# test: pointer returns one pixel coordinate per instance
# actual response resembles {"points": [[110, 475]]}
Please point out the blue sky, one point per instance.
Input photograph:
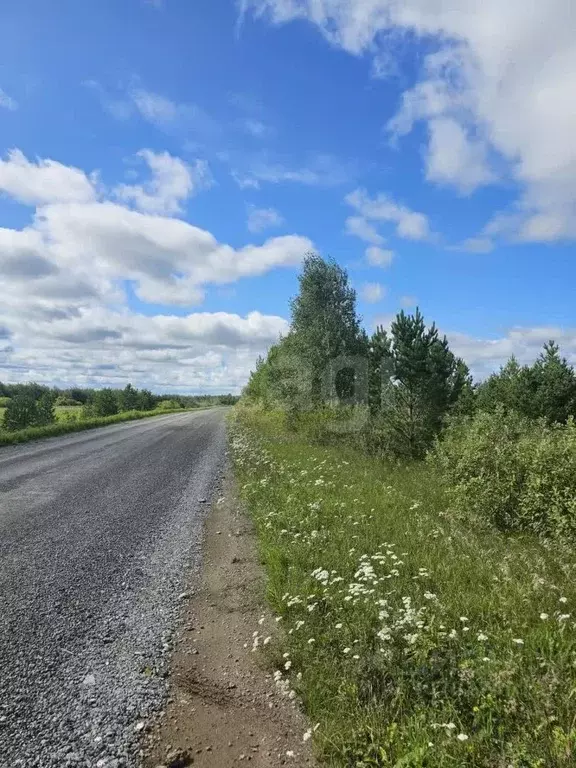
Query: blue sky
{"points": [[146, 145]]}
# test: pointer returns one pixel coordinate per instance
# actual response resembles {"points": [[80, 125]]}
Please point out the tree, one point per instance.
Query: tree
{"points": [[425, 385], [45, 413], [379, 367], [324, 325], [105, 402]]}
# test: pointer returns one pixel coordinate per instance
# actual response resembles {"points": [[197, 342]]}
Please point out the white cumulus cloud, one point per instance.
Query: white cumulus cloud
{"points": [[260, 219], [499, 81]]}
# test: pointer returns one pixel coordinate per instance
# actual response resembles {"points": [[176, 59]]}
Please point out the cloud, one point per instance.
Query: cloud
{"points": [[44, 181], [172, 182], [360, 227], [372, 292], [454, 158], [501, 74], [379, 257], [7, 102], [476, 245], [64, 308], [260, 219], [320, 171], [409, 224]]}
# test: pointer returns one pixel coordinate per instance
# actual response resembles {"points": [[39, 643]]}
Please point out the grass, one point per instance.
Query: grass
{"points": [[75, 423], [412, 638]]}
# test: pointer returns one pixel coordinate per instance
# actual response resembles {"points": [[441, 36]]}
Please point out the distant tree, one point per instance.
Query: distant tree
{"points": [[325, 325], [128, 398], [554, 385], [425, 385], [105, 402], [145, 400], [379, 367], [547, 389], [45, 413]]}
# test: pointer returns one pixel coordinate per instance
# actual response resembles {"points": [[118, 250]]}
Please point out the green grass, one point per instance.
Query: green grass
{"points": [[412, 638], [65, 425]]}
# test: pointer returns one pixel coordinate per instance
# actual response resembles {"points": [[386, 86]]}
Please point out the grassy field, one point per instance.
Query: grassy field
{"points": [[411, 638], [73, 423], [63, 413]]}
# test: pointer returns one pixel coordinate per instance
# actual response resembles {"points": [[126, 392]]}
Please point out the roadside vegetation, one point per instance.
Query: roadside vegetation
{"points": [[418, 530], [30, 411]]}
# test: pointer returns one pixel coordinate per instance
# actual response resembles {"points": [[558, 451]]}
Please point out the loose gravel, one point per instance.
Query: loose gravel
{"points": [[98, 535]]}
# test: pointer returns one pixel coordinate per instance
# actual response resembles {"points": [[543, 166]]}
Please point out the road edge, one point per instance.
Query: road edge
{"points": [[224, 707]]}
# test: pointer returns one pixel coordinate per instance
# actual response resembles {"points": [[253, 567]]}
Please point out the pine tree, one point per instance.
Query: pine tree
{"points": [[379, 367], [45, 413], [105, 402], [325, 325], [128, 398], [426, 384], [555, 386]]}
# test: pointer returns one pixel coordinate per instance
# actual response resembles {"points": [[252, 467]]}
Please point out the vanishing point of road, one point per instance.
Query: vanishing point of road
{"points": [[98, 533]]}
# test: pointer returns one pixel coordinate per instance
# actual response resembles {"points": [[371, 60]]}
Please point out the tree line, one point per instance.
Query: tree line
{"points": [[34, 405], [406, 382]]}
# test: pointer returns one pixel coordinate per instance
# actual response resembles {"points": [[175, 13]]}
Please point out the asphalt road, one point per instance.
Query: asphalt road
{"points": [[97, 533]]}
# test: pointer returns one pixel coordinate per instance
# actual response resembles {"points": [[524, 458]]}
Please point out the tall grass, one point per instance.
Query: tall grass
{"points": [[62, 427], [412, 638]]}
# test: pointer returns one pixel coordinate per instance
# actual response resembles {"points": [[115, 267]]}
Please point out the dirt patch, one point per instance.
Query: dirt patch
{"points": [[224, 709]]}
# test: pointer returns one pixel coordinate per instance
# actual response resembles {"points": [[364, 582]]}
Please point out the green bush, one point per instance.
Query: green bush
{"points": [[62, 401], [105, 402], [21, 412], [515, 473], [169, 405]]}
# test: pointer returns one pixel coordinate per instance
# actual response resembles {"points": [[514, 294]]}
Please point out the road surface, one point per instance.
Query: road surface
{"points": [[97, 531]]}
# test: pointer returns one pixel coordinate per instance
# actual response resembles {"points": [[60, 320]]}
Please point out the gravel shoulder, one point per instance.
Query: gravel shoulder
{"points": [[99, 534], [224, 709]]}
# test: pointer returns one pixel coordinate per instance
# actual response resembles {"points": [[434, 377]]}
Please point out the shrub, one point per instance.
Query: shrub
{"points": [[105, 402], [62, 401], [515, 473], [21, 412]]}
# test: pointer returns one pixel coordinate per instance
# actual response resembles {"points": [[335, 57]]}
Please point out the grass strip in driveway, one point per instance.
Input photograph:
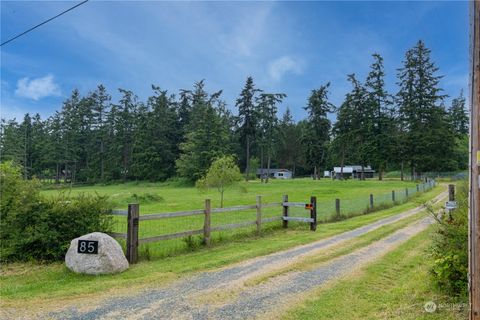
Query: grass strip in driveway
{"points": [[311, 261], [395, 287], [39, 285]]}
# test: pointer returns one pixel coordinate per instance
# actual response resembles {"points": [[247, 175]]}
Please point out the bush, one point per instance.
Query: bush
{"points": [[38, 228], [450, 247]]}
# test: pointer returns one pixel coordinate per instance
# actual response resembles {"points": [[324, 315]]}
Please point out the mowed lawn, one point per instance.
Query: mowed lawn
{"points": [[167, 197]]}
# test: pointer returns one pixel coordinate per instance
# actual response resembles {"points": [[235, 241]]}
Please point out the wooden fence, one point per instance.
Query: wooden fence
{"points": [[134, 218]]}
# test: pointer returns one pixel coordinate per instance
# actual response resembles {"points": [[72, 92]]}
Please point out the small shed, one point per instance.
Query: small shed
{"points": [[354, 171], [275, 173]]}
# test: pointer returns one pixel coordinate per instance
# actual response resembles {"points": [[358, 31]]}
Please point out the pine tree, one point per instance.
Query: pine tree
{"points": [[289, 145], [206, 137], [101, 101], [247, 120], [459, 116], [318, 134], [382, 116], [427, 136], [268, 121]]}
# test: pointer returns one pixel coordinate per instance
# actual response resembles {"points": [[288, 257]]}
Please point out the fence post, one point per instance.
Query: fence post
{"points": [[207, 222], [337, 207], [285, 211], [259, 215], [313, 213], [132, 232], [451, 192]]}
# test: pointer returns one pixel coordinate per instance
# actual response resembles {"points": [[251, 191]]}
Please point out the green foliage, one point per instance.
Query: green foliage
{"points": [[427, 138], [450, 247], [39, 228], [222, 174], [206, 137], [316, 134]]}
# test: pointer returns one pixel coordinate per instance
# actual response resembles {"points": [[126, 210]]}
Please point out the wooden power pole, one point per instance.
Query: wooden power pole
{"points": [[474, 217]]}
···
Copy every line of the data exactly as written, excluding the pictures.

Solution to this task:
# test: pointer returns one pixel coordinate per instance
# actual response resembles {"points": [[110, 475]]}
Please point out the blue sky, one point per instance.
Input photograph:
Query: blue sky
{"points": [[146, 145]]}
# test: pointer returns one pixel coordinate per instance
# actual response resembles {"points": [[80, 125]]}
Please point out the tree, one point per instance.
Query: tree
{"points": [[425, 385], [45, 413], [379, 367], [324, 325], [105, 402]]}
# test: pointer returns one pixel coordinate per instance
# actual response resembles {"points": [[197, 342]]}
Please point out the white cumulus cloud, one point per instance.
Query: white cumulus cloud
{"points": [[260, 219], [499, 81]]}
# test: pointer returns one pixel coordinate per instance
# actual response resembles {"points": [[176, 59]]}
Please point out the cloud, one point per instance.
Query: cloud
{"points": [[44, 181], [172, 182], [360, 227], [372, 292], [454, 158], [501, 74], [379, 257], [7, 102], [476, 245], [64, 308], [260, 219], [320, 171], [409, 224]]}
# test: pointer returns one pixel coordinate per instance
# actual response resembles {"points": [[39, 643]]}
Please point out the grass, one point per instance.
Query: grass
{"points": [[75, 423], [412, 638]]}
# test: pointer returns one pixel coordinate per instance
# actual response resembles {"points": [[441, 36]]}
Please point out the distant tree, one point per instance.
Query: distant tree
{"points": [[325, 325], [128, 398], [554, 385], [425, 385], [105, 402], [145, 400], [379, 367], [547, 389], [45, 413]]}
# test: pointer returns one pixel coordinate per instance
# actual response resembles {"points": [[118, 250]]}
Please point out the green grass, one point per instance.
Query: green grass
{"points": [[412, 638], [65, 425]]}
# test: pointer returns one pixel coordinate per instance
# actual response resembles {"points": [[386, 86]]}
Please point out the grassy field, one point per instance.
Query: grassy field
{"points": [[411, 638], [73, 423], [63, 413]]}
# test: pointer returns one pixel coordinate per instance
# actual response resembles {"points": [[126, 392]]}
Please point out the roadside vegetation, one point per instance.
Query: roadside vegetation
{"points": [[418, 530], [30, 411]]}
# test: pointer returns one pixel coordinate per instance
# actual response resembles {"points": [[558, 451]]}
Please point out the loose gravel, one point per instance.
Query: loose gravel
{"points": [[98, 535]]}
# test: pointer returns one pixel coordinate per instance
# actual response resembles {"points": [[543, 166]]}
Please point out the road edge, one point per instance.
Query: road edge
{"points": [[224, 707]]}
# test: pointer returns one pixel coordinate per instance
# actual response resembles {"points": [[253, 567]]}
Please point out the pine tree, one point per instance.
Query: pine tree
{"points": [[379, 367], [45, 413], [105, 402], [325, 325], [128, 398], [426, 384], [555, 386]]}
# test: pointer returns one pixel coordinate per instance
# actual response resembles {"points": [[252, 467]]}
Please point out the vanishing point of road, one point per instance.
Query: vanishing point of road
{"points": [[98, 533]]}
# test: pointer returns one pixel coordinate per instance
# actual response resembles {"points": [[371, 60]]}
Please point out the tree line, one point per instance.
Query: tree line
{"points": [[34, 405], [406, 382]]}
# test: pointer returns one pixel coordinate per instance
# actual response resembles {"points": [[175, 13]]}
Please point out the asphalt road, one point per instance.
Query: asphalt road
{"points": [[97, 533]]}
# test: pointer returns one pixel coordinate per instance
# actual response resembles {"points": [[524, 458]]}
Please point out the tall grass, one point per instance.
Query: tall grass
{"points": [[62, 427], [412, 638]]}
# test: pointer returns one pixel coordinate per instance
# actual response resembles {"points": [[115, 267]]}
Please point out the dirt patch, one point per instance.
Query: dirt patch
{"points": [[224, 709]]}
# test: pointer returns one pixel coordinate per instance
# actual response resembles {"points": [[364, 582]]}
Please point out the green bush, one point per instance.
Query: green bush
{"points": [[62, 401], [105, 402], [21, 412], [515, 473], [169, 405]]}
# test: pointer returns one pixel coordinate per instance
# actual response resembles {"points": [[514, 294]]}
Please point out the road surface, one point per instance.
Query: road surface
{"points": [[97, 531]]}
# test: pointer returns one pixel coordinate per instance
# actual response resembles {"points": [[60, 320]]}
Please point out the gravel shoulder, one point per instance.
Query: gravel shoulder
{"points": [[99, 534], [224, 709]]}
# test: pointer returns one pixel coordinate per instance
# actual response resembles {"points": [[434, 377]]}
Please point out the shrub, one point per instance.
Query: shrub
{"points": [[105, 402], [62, 401], [515, 473], [21, 412]]}
# test: pointer returns one pixel coordinate per instance
# actual response resembles {"points": [[335, 57]]}
Please point out the grass strip in driveway, one point per instance.
Input photograph:
Query: grass strip in driveway
{"points": [[311, 261], [395, 287], [39, 285]]}
# test: pointer returns one pixel coordinate per instance
# actual response resembles {"points": [[247, 175]]}
Please point out the bush, one point per instance.
Query: bush
{"points": [[38, 228], [450, 247]]}
# test: pointer returns one pixel coordinate per instance
# actual response resembles {"points": [[324, 315]]}
Please point out the mowed lawn, one point per instance.
Query: mowed lawn
{"points": [[167, 197]]}
# test: pointer returns one pixel coordinate per instance
# actual response resembles {"points": [[235, 241]]}
Please point out the wooden fence, one point per instance.
Query: wooden fence
{"points": [[134, 218]]}
# test: pointer returns one pixel coordinate per instance
# actual response resembles {"points": [[72, 92]]}
Please point out the small shed, one point per instance.
Query: small shed
{"points": [[354, 171], [275, 173]]}
# test: pointer returns one pixel coordinate per instance
# actual response resembles {"points": [[358, 31]]}
Please point out the pine tree, one point per instance.
Query: pine tree
{"points": [[289, 145], [206, 137], [101, 101], [247, 120], [459, 116], [318, 134], [382, 116], [427, 136], [268, 121]]}
# test: pointer returns one pixel coordinate per instance
# actual response resembles {"points": [[288, 257]]}
Please point out the fence post, one point per instance.
Query: fence post
{"points": [[207, 222], [337, 207], [285, 211], [259, 215], [313, 213], [132, 232], [451, 192]]}
# test: pointer returns one pixel coordinate per instance
# actual response resembles {"points": [[251, 191]]}
Please point out the green foliage, one point per instance.
Query: green foliage
{"points": [[427, 138], [450, 247], [39, 228], [222, 174], [206, 137], [316, 134]]}
# test: pointer returns one pixel coordinate per instance
# actual response resembles {"points": [[126, 210]]}
Please point out the wooden power pole, one point per instance.
Query: wooden power pole
{"points": [[474, 217]]}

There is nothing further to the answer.